| Stored data entries |
━━━━━━━━

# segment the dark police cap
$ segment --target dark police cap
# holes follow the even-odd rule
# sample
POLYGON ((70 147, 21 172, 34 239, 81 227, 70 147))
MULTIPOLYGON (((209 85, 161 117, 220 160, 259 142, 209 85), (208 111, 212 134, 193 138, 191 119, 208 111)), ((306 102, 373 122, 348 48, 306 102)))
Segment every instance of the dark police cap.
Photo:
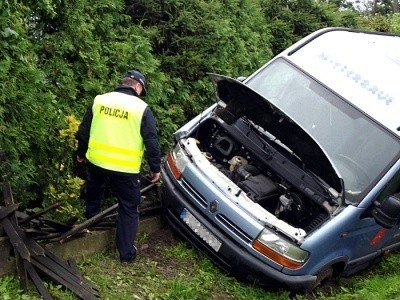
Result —
POLYGON ((137 82, 139 82, 143 87, 142 96, 147 95, 146 78, 143 76, 142 73, 140 73, 137 70, 130 70, 125 74, 124 77, 129 77, 129 78, 135 79, 137 82))

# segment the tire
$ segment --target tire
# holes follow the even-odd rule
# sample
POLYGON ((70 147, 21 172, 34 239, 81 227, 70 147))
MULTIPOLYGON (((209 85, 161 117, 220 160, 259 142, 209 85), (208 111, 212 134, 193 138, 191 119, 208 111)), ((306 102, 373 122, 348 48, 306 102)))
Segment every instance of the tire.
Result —
POLYGON ((333 277, 333 268, 332 266, 328 266, 323 268, 317 273, 317 280, 315 281, 312 289, 315 289, 317 286, 321 285, 324 282, 330 281, 333 277))

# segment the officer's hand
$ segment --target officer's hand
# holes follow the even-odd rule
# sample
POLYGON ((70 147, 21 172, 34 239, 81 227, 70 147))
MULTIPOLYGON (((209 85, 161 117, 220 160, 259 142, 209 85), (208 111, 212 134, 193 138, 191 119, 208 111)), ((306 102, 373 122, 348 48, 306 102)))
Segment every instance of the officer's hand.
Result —
POLYGON ((86 163, 86 159, 84 157, 79 157, 78 155, 76 156, 76 161, 80 164, 86 163))
POLYGON ((161 173, 160 172, 158 172, 158 173, 151 172, 151 182, 152 183, 156 183, 156 182, 160 181, 160 179, 161 179, 161 173))

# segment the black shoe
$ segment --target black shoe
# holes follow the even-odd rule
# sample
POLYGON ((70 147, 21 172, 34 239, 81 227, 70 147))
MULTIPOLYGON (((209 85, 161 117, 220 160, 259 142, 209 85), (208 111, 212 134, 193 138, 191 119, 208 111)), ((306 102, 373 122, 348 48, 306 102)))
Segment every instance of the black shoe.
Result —
POLYGON ((130 265, 131 263, 133 263, 134 261, 135 261, 134 259, 131 259, 131 260, 122 260, 121 259, 121 265, 127 266, 127 265, 130 265))
MULTIPOLYGON (((136 250, 136 247, 135 247, 135 250, 136 250)), ((135 251, 135 253, 133 254, 131 259, 120 259, 121 264, 129 265, 129 264, 133 263, 136 259, 136 253, 137 253, 137 250, 135 251)))
POLYGON ((120 262, 123 266, 126 266, 126 265, 130 265, 131 263, 133 263, 135 261, 135 259, 136 259, 136 255, 135 255, 135 257, 133 257, 132 259, 129 259, 129 260, 121 259, 120 262))

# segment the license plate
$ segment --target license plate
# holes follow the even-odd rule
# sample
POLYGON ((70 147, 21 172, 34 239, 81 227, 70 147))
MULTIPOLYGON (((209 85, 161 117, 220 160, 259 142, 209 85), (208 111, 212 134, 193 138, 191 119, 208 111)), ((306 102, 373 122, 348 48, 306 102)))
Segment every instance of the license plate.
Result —
POLYGON ((180 215, 181 219, 192 231, 207 243, 215 252, 221 248, 221 241, 217 239, 203 224, 199 222, 186 208, 180 215))

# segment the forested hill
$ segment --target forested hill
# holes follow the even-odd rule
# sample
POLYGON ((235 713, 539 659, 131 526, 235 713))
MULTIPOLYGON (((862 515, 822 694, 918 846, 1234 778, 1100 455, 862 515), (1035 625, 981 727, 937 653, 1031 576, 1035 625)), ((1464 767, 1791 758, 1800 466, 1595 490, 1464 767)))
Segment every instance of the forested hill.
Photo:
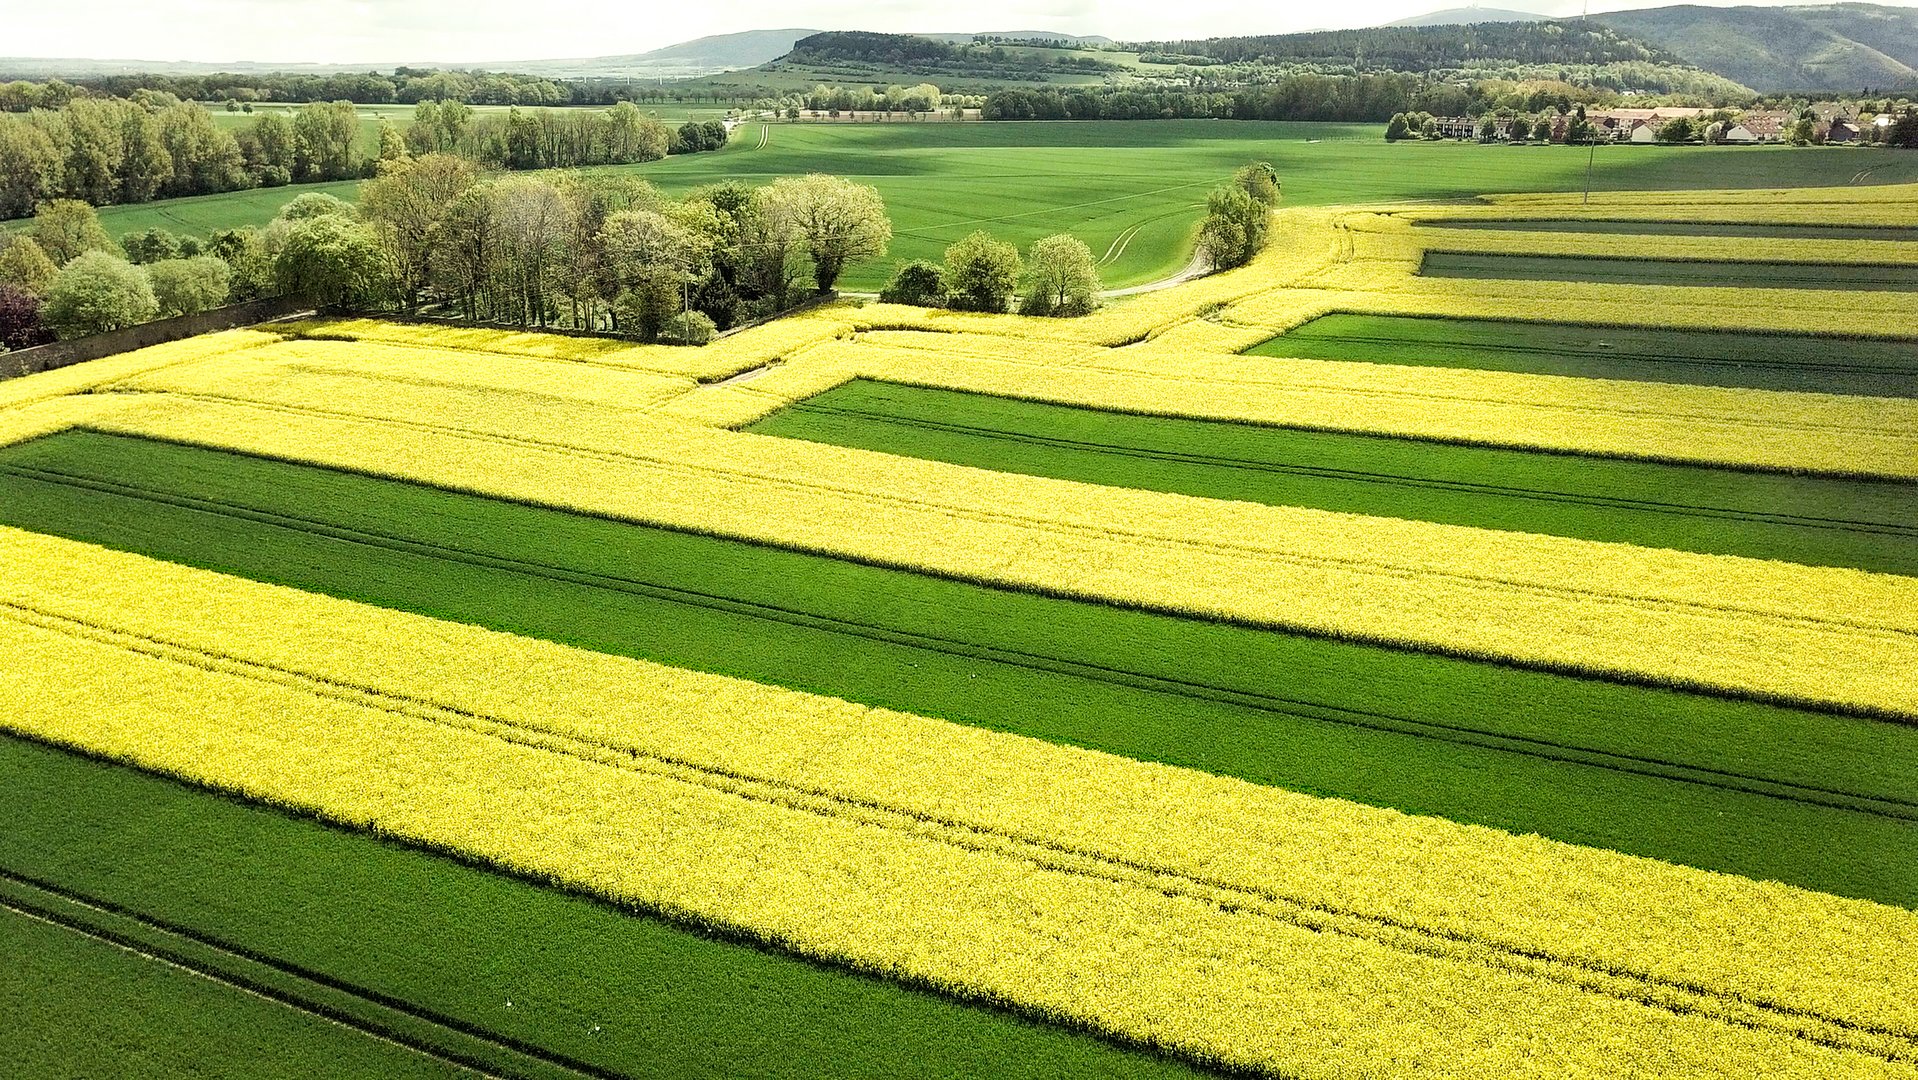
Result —
POLYGON ((1309 34, 1162 41, 1142 48, 1225 63, 1338 64, 1423 72, 1514 64, 1653 63, 1683 65, 1675 53, 1603 25, 1573 22, 1484 22, 1379 26, 1309 34))
POLYGON ((1918 86, 1918 10, 1879 4, 1663 7, 1592 16, 1758 90, 1918 86))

━━━━━━━━

| Work required |
An exact printout of the entries is wanted, covering the first line through the line holding "Segment every instance of the officer's hand.", with pictures kept out of it.

| Solution to this exercise |
# segment the dark police cap
$ segment --target dark police cap
# holes follow the even-odd rule
# sample
POLYGON ((70 147, 21 172, 34 239, 81 227, 70 147))
MULTIPOLYGON (((209 85, 161 117, 220 160, 259 142, 209 85), (208 111, 212 134, 193 138, 191 119, 208 111)), ((306 102, 373 122, 348 48, 306 102)))
Segment every instance of the dark police cap.
Photo:
Result —
POLYGON ((137 82, 139 82, 143 87, 142 96, 147 95, 146 78, 143 76, 142 73, 140 73, 137 70, 130 70, 125 74, 124 77, 129 77, 129 78, 135 79, 137 82))

# segment the tire
$ segment --target tire
# holes follow the even-odd rule
# sample
POLYGON ((70 147, 21 172, 34 239, 81 227, 70 147))
MULTIPOLYGON (((209 85, 161 117, 220 160, 259 142, 209 85), (208 111, 212 134, 193 138, 191 119, 208 111)), ((306 102, 373 122, 348 48, 306 102)))
Segment every instance of the tire.
Result —
POLYGON ((333 277, 333 268, 332 266, 328 266, 323 268, 317 273, 317 280, 315 281, 312 289, 315 289, 317 286, 321 285, 324 282, 330 281, 333 277))

# segment the officer's hand
$ segment --target officer's hand
# holes follow the even-odd rule
# sample
POLYGON ((70 147, 21 172, 34 239, 81 227, 70 147))
MULTIPOLYGON (((209 85, 161 117, 220 160, 259 142, 209 85), (208 111, 212 134, 193 138, 191 119, 208 111)), ((306 102, 373 122, 348 48, 306 102)))
Segment every instance of the officer's hand.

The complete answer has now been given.